Saudi insurance sector earnings surge 25% to $585m in H1 2024

RIYADH: Saudi Arabia’s insurance sector saw a 25 percent increase in earnings for the first half of 2024, reaching SR2.2 billion ($585 million) compared to the same period last year.

Data compiled by Arab News from Bloomberg revealed that Bupa Arabia led the sector, capturing 35 percent of the total net income for the period, with SR758.2 million in earnings. 

This represents a 35.4 percent rise from the same period last year. The reported figures reflect adjusted net income, which excludes non-recurring, non-operational, or extraordinary items to present a clearer picture of operational performance.

Tawuniya followed as the second-largest contributor, with earnings of SR656.5 million, making up 30 percent of the sector’s total income. The company experienced a 105 percent increase in earnings, the highest annual growth among major players in the sector.

Material provided
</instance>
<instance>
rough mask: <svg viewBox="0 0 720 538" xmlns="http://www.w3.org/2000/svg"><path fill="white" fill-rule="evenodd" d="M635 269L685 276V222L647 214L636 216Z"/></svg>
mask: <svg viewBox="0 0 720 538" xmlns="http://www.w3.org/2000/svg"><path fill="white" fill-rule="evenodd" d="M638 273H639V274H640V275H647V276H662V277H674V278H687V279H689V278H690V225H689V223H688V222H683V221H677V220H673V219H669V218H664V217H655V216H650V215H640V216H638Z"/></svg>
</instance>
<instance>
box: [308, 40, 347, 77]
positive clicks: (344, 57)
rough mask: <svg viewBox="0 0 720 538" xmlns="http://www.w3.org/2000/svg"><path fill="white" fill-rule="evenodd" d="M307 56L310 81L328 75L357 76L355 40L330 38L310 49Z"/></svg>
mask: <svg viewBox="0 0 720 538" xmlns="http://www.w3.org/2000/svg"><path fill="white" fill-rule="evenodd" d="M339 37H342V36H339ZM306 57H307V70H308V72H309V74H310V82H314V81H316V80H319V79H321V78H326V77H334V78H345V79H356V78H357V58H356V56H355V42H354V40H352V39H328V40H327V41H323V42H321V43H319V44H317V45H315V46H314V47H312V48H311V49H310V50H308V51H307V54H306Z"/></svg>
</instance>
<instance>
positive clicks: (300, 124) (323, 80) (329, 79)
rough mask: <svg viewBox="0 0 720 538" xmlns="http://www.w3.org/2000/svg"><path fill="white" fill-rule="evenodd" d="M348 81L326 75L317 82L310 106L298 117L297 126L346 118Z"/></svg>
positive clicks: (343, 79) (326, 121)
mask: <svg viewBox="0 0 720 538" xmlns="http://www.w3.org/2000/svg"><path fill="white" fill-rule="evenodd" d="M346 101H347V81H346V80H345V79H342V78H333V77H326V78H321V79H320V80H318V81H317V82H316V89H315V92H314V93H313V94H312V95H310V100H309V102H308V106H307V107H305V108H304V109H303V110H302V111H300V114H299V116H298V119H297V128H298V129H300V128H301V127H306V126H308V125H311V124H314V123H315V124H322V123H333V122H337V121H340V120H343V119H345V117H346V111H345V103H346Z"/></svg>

Work order
Reproduce everything in the Saudi insurance earnings article from "This represents a" down to "in the sector.", word for word.

Solution for this task
This represents a 35.4 percent rise from the same period last year. The reported figures reflect adjusted net income, which excludes non-recurring, non-operational, or extraordinary items to present a clearer picture of operational performance.

Tawuniya followed as the second-largest contributor, with earnings of SR656.5 million, making up 30 percent of the sector’s total income. The company experienced a 105 percent increase in earnings, the highest annual growth among major players in the sector.